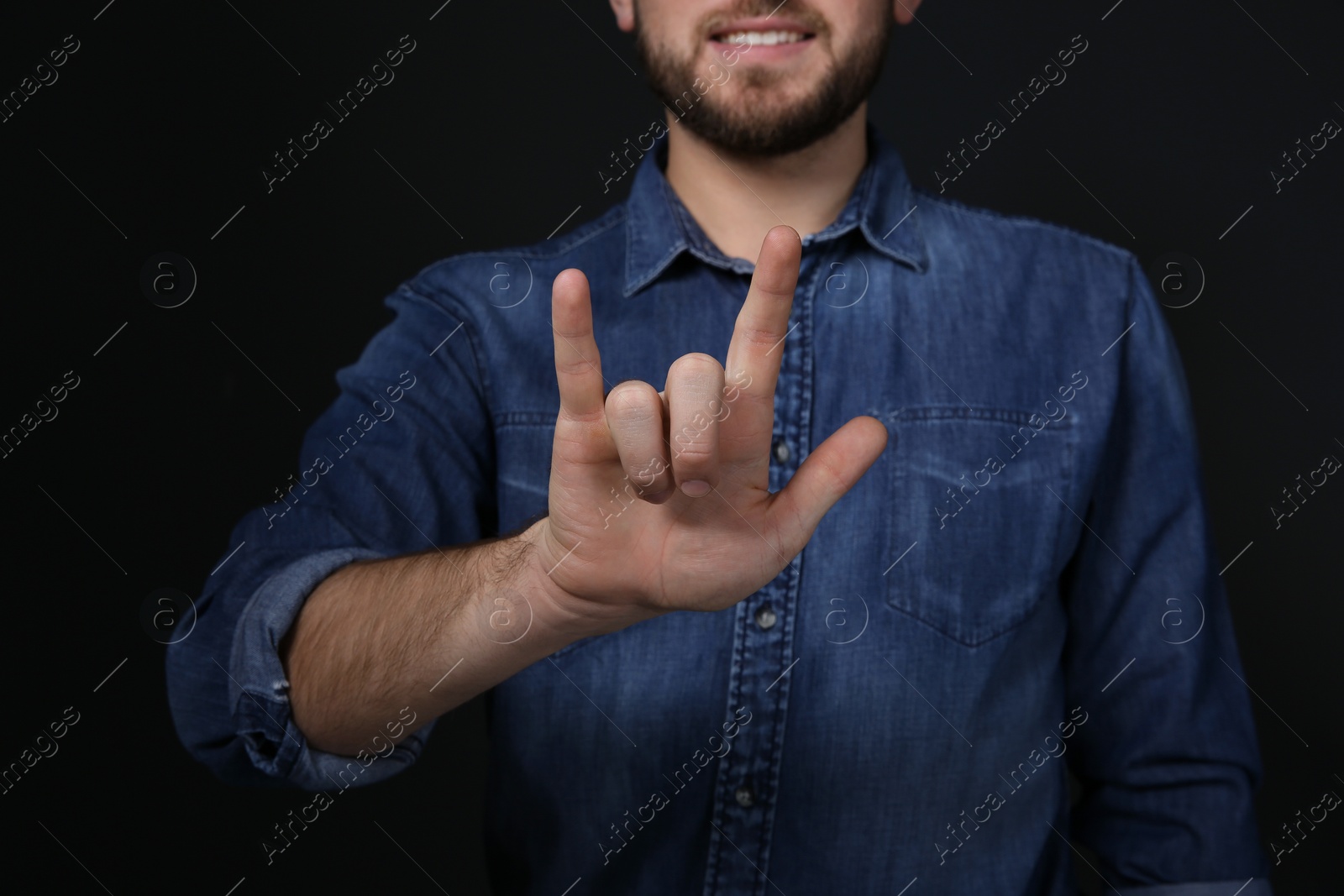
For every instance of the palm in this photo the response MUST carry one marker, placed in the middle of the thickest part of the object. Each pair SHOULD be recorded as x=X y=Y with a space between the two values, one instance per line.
x=624 y=526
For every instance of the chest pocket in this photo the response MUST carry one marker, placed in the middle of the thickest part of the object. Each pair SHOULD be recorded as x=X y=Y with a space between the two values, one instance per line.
x=523 y=443
x=972 y=495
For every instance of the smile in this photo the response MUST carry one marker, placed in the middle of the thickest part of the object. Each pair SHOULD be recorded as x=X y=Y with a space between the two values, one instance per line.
x=759 y=38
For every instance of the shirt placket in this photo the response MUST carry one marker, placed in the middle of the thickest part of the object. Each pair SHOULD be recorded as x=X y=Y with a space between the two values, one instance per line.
x=764 y=656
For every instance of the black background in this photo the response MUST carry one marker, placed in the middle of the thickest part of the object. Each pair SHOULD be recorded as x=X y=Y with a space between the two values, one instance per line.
x=501 y=120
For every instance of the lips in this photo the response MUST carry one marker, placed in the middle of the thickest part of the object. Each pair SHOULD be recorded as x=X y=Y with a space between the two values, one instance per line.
x=766 y=31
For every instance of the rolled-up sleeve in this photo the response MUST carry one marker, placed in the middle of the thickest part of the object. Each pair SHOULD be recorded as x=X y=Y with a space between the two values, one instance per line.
x=401 y=463
x=1168 y=758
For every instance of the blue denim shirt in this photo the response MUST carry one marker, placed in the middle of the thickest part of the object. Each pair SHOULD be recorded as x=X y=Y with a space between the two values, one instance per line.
x=1023 y=584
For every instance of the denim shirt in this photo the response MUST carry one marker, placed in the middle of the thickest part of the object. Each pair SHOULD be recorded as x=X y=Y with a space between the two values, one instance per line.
x=1023 y=586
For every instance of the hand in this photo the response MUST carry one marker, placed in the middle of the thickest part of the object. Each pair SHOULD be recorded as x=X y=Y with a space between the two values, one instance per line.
x=662 y=500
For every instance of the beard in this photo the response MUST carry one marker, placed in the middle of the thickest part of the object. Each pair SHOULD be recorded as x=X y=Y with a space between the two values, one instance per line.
x=759 y=123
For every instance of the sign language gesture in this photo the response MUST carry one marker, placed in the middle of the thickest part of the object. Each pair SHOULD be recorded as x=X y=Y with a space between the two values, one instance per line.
x=694 y=524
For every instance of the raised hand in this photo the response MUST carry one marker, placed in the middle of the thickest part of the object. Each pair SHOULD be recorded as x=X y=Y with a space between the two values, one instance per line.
x=694 y=524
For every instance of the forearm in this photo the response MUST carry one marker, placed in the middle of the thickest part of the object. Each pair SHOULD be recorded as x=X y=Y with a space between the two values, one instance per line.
x=429 y=631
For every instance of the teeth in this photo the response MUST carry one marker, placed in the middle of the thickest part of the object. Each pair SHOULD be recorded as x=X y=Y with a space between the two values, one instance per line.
x=759 y=38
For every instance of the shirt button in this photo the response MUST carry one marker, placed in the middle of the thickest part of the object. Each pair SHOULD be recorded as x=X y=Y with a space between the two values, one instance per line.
x=766 y=618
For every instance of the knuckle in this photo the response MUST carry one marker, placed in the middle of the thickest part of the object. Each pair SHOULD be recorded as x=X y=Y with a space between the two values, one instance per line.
x=696 y=364
x=629 y=403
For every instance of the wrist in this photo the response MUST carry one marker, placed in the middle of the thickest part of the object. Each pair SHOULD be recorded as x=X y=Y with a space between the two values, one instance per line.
x=561 y=611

-=-=-=-=-

(REQUIREMENT): Restate every line above word for word. Do not carry over the images.

(TASK RESULT):
For every instance of the palm in this photo the response MUST carry one marker, placed in the middle of the thickest part of the object. Each pair SHOULD be recorded as x=X y=Y with a space between the two values, one instance per line.
x=624 y=526
For every instance of the chest pocket in this photo the response MUST carry one marker, placed in the middle of the thickest part of the object. Each pair SHOULD be recorded as x=X y=Y with a space between the two values, one instance per line.
x=523 y=443
x=972 y=495
For every instance of the smile in this photo the response MUST carry one marker, placed in the middle of the thickest part of the object. Each pair SHOULD be recorded as x=X y=Y with a space between the two values, one instance per line.
x=759 y=38
For every instance of the shirt placket in this photo the response MUST carry one marker, placed in the middle of the thickest part of the object. Each pair SHOULD be recorded as x=X y=Y with a space between the two values, one instance per line.
x=764 y=656
For every instance of the black background in this photo the response MUST carry one marker, placed in the middle of the thickest part of the object. Each pair SHOULD be recorded as x=X y=Y with a space between the two values, one instance per line.
x=501 y=120
For every instance of the lips in this photo the response MUST carry one marker, placed in the middle of the thickest part of the object. Each pair SHOULD be recorded as x=X y=Y with a space between the two values, one instance per line.
x=766 y=31
For every instance of the rolled-up sleeve in this photo the response MUST carry one marker, placed in the middle of the thickest part of the object. Each pair SHOULD be recorded as x=X y=Y with a space between the two values, one instance per line.
x=401 y=463
x=1168 y=758
For every instance of the blue denim shirt in this photo the response MUST carry one marker, placed in the middle of the thickest part of the object. Each pair SHOULD be recorded as x=X y=Y with a space between the two values, one instance per line.
x=1023 y=584
For every instance of the denim shirt in this photo the response MUST carry one marker, placed in the middle of the thickest part of the object. Each pair SHOULD be recorded as x=X y=Y with a space between the two values, one instance per line.
x=1023 y=586
For every instance of the hand in this photo the response MUST carry one marker, placed in the middle of the thickest part of the object. Each pair SHOULD be recorded as x=X y=Y with a space between the two values, one instance per line.
x=662 y=500
For every instance of the beard in this photo the response MUST carry one marker, placed in the middle of the thickest part of the object. Each pair SHOULD be recorded as x=X y=Y with a space between the two values, one instance per line.
x=759 y=123
For every instance of the sign language gesture in this photo the response MUST carry one marker, placed in the middle of the thickest part of the object. Each pair SHOULD be recorded as x=X y=Y with a space between the two values, one instance per line.
x=694 y=524
For every instance of the raised hand in this photo the response MUST carry one marker, placed in the middle of the thickest part of the object. Each pair SHOULD be recorded as x=X y=Y with a space between the two values, one instance per line.
x=694 y=524
For every instance of the forearm in this photo the response MUST carry one marker, placed in the middle of the thickest part of the object. Each pair SHOULD be recorded as x=X y=Y with a space between the two values, one instance per line.
x=429 y=631
For every instance of the teeth in this photo the response MUST carry one marker, placed in the middle of the thickest part of the object. Each pair SHOULD be recorded as x=X y=Y with a space between the two values, one instance per line.
x=759 y=38
For every instance of the shirt button in this photo the response MUST carry one marker, placed in the middle of the thickest part of the object. Each pair SHOULD be recorded as x=X y=Y with a space between the two values, one instance per line.
x=766 y=618
For every instance of the knuckle in this photo the response MUST carry one marker, placed in the middle of the thickest part of the object. Each pair SHOULD be recorded as x=X y=Y with a space between the two values, one instance per line.
x=696 y=364
x=629 y=403
For every instance of the wrist in this photo the response MUST carry one marker, placed in the middle of the thickest part of the object. Each pair SHOULD be recorded as x=X y=Y with a space between the two values, one instance per line.
x=561 y=611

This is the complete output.